A block of data
-- start --
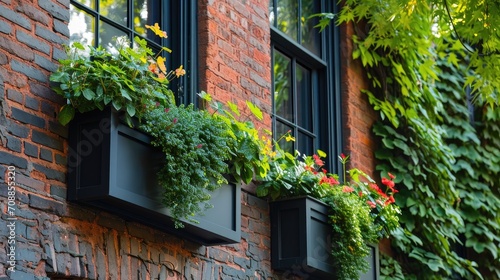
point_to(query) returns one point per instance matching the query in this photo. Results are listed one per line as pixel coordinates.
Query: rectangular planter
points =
(300, 239)
(114, 167)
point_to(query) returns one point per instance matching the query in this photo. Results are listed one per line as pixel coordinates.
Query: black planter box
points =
(300, 240)
(114, 167)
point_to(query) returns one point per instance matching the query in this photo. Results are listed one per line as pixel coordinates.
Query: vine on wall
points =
(444, 148)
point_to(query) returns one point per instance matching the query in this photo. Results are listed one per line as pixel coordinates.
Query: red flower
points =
(388, 183)
(318, 160)
(347, 189)
(390, 200)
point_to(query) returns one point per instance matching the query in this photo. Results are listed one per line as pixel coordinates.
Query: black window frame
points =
(326, 69)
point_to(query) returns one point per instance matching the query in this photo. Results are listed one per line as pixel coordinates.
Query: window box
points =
(114, 167)
(300, 239)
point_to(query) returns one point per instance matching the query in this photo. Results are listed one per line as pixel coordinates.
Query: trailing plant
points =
(131, 80)
(249, 151)
(361, 213)
(418, 70)
(135, 82)
(196, 147)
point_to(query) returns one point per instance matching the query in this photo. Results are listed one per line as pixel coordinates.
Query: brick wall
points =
(359, 116)
(56, 238)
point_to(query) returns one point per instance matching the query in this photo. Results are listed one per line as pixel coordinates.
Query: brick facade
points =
(56, 238)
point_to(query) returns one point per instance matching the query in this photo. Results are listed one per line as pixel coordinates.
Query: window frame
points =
(328, 119)
(178, 19)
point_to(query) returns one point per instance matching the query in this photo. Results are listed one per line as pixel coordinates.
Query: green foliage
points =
(360, 212)
(196, 150)
(449, 165)
(249, 153)
(99, 78)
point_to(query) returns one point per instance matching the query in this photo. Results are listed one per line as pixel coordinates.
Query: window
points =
(98, 22)
(306, 97)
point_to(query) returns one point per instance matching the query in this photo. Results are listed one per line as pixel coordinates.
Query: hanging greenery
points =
(434, 69)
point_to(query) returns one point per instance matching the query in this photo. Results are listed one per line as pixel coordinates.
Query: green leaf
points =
(131, 110)
(255, 110)
(88, 94)
(66, 114)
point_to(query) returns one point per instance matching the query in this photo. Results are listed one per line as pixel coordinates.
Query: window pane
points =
(283, 96)
(310, 34)
(305, 144)
(288, 16)
(88, 3)
(304, 98)
(282, 129)
(116, 10)
(81, 27)
(108, 35)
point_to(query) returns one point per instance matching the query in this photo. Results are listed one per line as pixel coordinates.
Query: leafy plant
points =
(419, 64)
(249, 152)
(360, 211)
(196, 147)
(132, 80)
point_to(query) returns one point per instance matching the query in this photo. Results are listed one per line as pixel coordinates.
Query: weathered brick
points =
(61, 159)
(32, 42)
(5, 27)
(55, 10)
(61, 27)
(45, 63)
(50, 35)
(58, 191)
(16, 49)
(17, 130)
(32, 103)
(14, 17)
(59, 54)
(58, 129)
(13, 143)
(11, 159)
(28, 70)
(27, 118)
(30, 150)
(48, 109)
(15, 96)
(45, 92)
(46, 154)
(111, 221)
(51, 173)
(42, 203)
(33, 13)
(47, 140)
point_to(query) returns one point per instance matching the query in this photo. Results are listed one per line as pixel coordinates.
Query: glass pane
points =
(288, 16)
(305, 144)
(282, 129)
(116, 10)
(271, 12)
(108, 35)
(310, 34)
(81, 26)
(304, 98)
(88, 3)
(283, 96)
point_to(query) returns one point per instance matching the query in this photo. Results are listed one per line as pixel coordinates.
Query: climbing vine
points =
(434, 74)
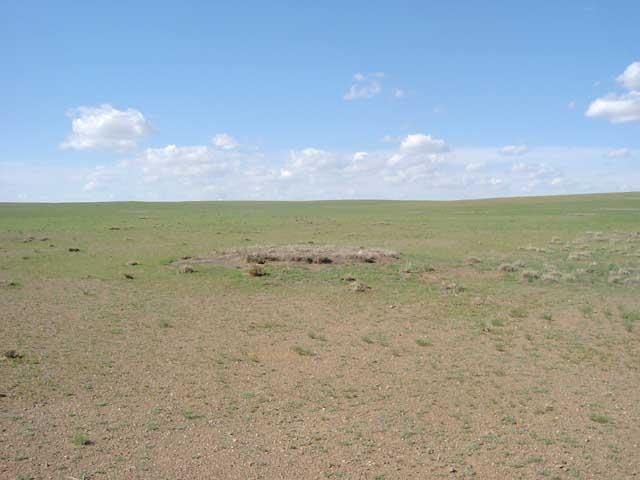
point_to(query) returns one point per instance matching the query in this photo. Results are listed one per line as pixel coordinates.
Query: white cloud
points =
(105, 128)
(311, 160)
(620, 108)
(630, 78)
(365, 86)
(225, 141)
(187, 161)
(423, 143)
(474, 166)
(617, 108)
(417, 155)
(619, 153)
(514, 150)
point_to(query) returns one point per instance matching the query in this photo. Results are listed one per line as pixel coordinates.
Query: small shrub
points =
(629, 318)
(81, 440)
(599, 418)
(256, 270)
(518, 312)
(303, 352)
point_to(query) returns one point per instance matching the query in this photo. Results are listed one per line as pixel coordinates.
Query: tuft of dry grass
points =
(256, 270)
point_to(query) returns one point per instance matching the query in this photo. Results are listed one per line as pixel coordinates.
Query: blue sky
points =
(311, 100)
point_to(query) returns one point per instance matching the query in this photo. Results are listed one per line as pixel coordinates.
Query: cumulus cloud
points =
(514, 150)
(620, 108)
(417, 155)
(364, 86)
(474, 166)
(416, 166)
(619, 153)
(617, 108)
(185, 161)
(225, 141)
(105, 128)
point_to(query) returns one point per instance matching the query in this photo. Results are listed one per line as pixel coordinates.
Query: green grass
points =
(81, 440)
(630, 318)
(303, 352)
(599, 418)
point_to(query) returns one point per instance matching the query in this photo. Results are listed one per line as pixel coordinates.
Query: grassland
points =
(503, 343)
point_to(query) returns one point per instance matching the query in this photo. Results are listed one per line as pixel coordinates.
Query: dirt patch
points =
(303, 254)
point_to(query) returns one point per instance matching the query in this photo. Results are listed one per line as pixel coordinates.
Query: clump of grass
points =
(530, 275)
(518, 312)
(303, 352)
(81, 440)
(472, 261)
(317, 336)
(12, 355)
(256, 271)
(586, 310)
(498, 322)
(191, 415)
(508, 420)
(599, 418)
(629, 318)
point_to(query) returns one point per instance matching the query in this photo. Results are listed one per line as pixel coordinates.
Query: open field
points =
(502, 342)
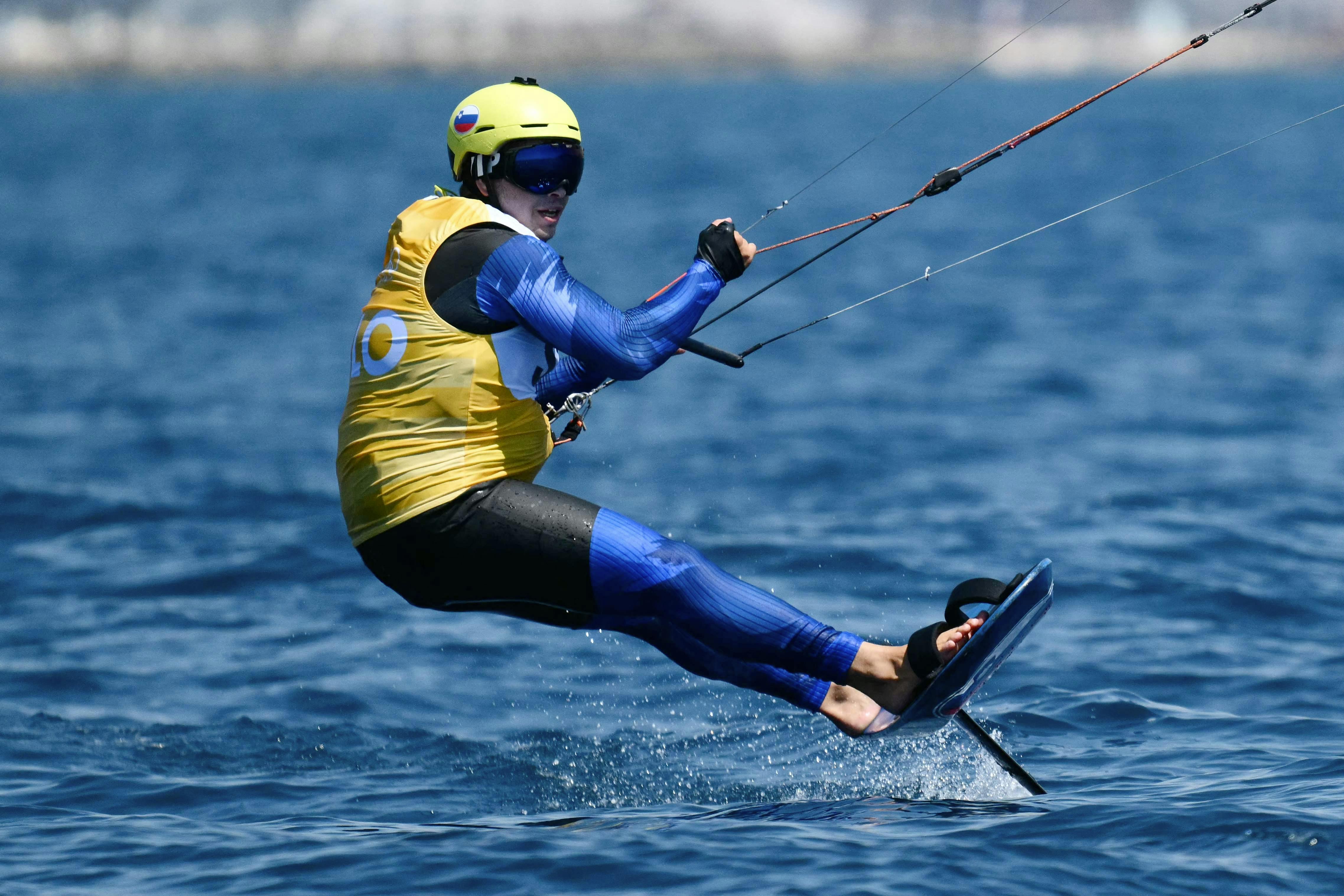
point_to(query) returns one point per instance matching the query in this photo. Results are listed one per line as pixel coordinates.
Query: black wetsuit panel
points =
-- end --
WRITTEN REQUEST
An exact transcription of all the entries is required, without the pictures.

FULL ANSWER
point_to(query) returns one point per instance matching the query in this photo. Results are listed one per line as pixel coordinates.
Query: rectangular planter
points =
(300, 239)
(114, 167)
point_to(query) returns one point per instance matching the query in this photo. Results are listed one per line as pixel coordinates.
Query: black planter box
points =
(300, 240)
(114, 167)
point_to(query) returns one point per instance matching the query in this photo. Results are listed one per line as pixel coordinates.
Query: vine on wall
points =
(444, 148)
point_to(query) returns one point per instance matching the query in this photo. Results are listed one per line as pixel coordinates.
Query: red flower
points =
(388, 183)
(318, 160)
(347, 189)
(390, 200)
point_to(query) returns one point per instance matching the query in this photo. Results are listed one per line as pixel coordinates.
Query: black window frame
points =
(326, 69)
point_to(query) returns one point per instance matching the query in this photo. Results are listed one per line as pixel coordinates.
Query: window box
points =
(114, 167)
(300, 239)
point_to(query) returns one point per instance matching the query in this photo. Results are listed one per line as pixel coordinates.
Query: trailing plant
points =
(131, 80)
(249, 151)
(361, 213)
(418, 70)
(135, 82)
(196, 147)
point_to(query) returns one point per instance matching the query in this photo. Results are listed one per line as pixel coordinates.
Query: brick wall
points =
(359, 116)
(56, 238)
point_to(query) returns one point per instance matching the query in this photo. Results are listed one per line as pixel coordinates.
Query: brick facade
points =
(56, 238)
point_to(query) returns one point per instance matching the query in this photo. Results are listed one per line as pixel coordinates.
Query: window frame
points =
(328, 119)
(178, 19)
point_to(query) returns one point per instance matching the query in this photo. Results are listed one per line as pixel coordinates.
Query: green foliage
points =
(360, 212)
(196, 150)
(449, 165)
(249, 153)
(99, 78)
point_to(query) returns one point per instance matching the query in this photo. Results are listed one per line as pixel coordinates.
Query: window
points =
(98, 22)
(306, 97)
point_to(query) returns one point per instance matching the query in this photo. Results are listed one per line as pixel coordinates.
Query: hanging greenery
points =
(434, 69)
point_to(query) returns one point per instance matching the query in this photo. Results are listed one per line as pixel coordinates.
Query: green leaf
points =
(131, 110)
(255, 110)
(88, 94)
(66, 114)
point_to(query) returns one point per instance matching the query in this photo. Results are listed one per line as pixel coordinates.
Query: window pane
points =
(283, 96)
(310, 34)
(305, 144)
(288, 16)
(88, 3)
(304, 98)
(282, 129)
(116, 10)
(81, 27)
(108, 35)
point_to(query) returns one point per instance matching the query in this photo. Results are listed one per line as pixel coordinates.
Query: leafy plant
points =
(419, 64)
(249, 152)
(360, 211)
(196, 147)
(132, 80)
point_to(query) returns one point per instance matching the query in this photo. Results are listed one per line as pixel coordinates.
Query: weathered brick
points =
(61, 159)
(32, 42)
(5, 27)
(55, 10)
(61, 27)
(45, 63)
(50, 35)
(58, 191)
(16, 49)
(17, 130)
(32, 103)
(14, 17)
(59, 54)
(58, 129)
(13, 143)
(11, 159)
(28, 70)
(27, 118)
(30, 150)
(48, 109)
(15, 96)
(45, 92)
(46, 154)
(111, 221)
(51, 173)
(42, 203)
(33, 13)
(47, 140)
point_to(query) returns one point per instance matching the query in this photo. Results are listed one per line as pixel coordinates.
Query: glass pane
points =
(288, 16)
(305, 144)
(282, 129)
(116, 10)
(271, 12)
(108, 35)
(310, 34)
(81, 26)
(304, 98)
(88, 3)
(283, 96)
point_to(query) returns one point per instance matching the query in this photo. Results are listed one per line as pixel coordinates.
Query: climbing vine
points =
(434, 74)
point_to(query) returns one point per instance matching the query in this photo. Results are listed one per line as pixel coordinates.
Query: white cloud
points =
(105, 128)
(311, 160)
(620, 108)
(630, 78)
(365, 86)
(225, 141)
(187, 161)
(423, 143)
(474, 166)
(617, 108)
(417, 155)
(619, 153)
(514, 150)
point_to(query) returns one point per instance matching the query in this photo. Results are listed one per line as pixel coordinates.
Query: small shrub
points =
(629, 318)
(81, 440)
(599, 418)
(256, 270)
(518, 312)
(303, 352)
point_to(query) returns one point per instance matching the query in this photo. Results are listed one per line as pixel coordinates.
Query: tuft of dry grass
points =
(256, 270)
point_to(query) returns one point per instance matching the query in this photo. Results are listed one per line as pixel coordinates.
Query: blue sky
points =
(311, 100)
point_to(query) returns one point per instance matching the query in this photo. Results are listed one per line as pixel coordinates.
Query: cumulus cloud
points =
(514, 150)
(620, 108)
(417, 155)
(364, 86)
(474, 166)
(416, 166)
(619, 153)
(617, 108)
(185, 161)
(225, 141)
(105, 128)
point_to(query) returns one point per instance matching the query in this photo. Results are listed one per line as pixel coordinates.
Query: green grass
points =
(81, 440)
(630, 318)
(303, 352)
(599, 418)
point_to(query) returns one point per instance matching the query in this photo. Results are listed one per line as pixel coordinates.
Query: grassland
points =
(503, 343)
point_to(query) returns one point per instance matching the query in this photo. Results are listed one per line as pixel coordinates.
Query: dirt patch
points =
(303, 254)
point_to(query) returns one point per instance matching the query in this photo. Results are listed one per line as pixel coordinates.
Query: clump of grass
points =
(530, 275)
(518, 312)
(303, 352)
(81, 440)
(472, 261)
(317, 336)
(12, 355)
(256, 271)
(586, 310)
(498, 322)
(191, 415)
(508, 420)
(599, 418)
(629, 318)
point_to(query) returns one point per instance matching the query in this photo. Results are listed one per line as pixel coordinates.
Query: open field
points =
(502, 342)
point_to(query) returns one point per instance matching the query in this photo. Results are listed one per line as pixel coordinates.
Query: black wetsuit panel
points =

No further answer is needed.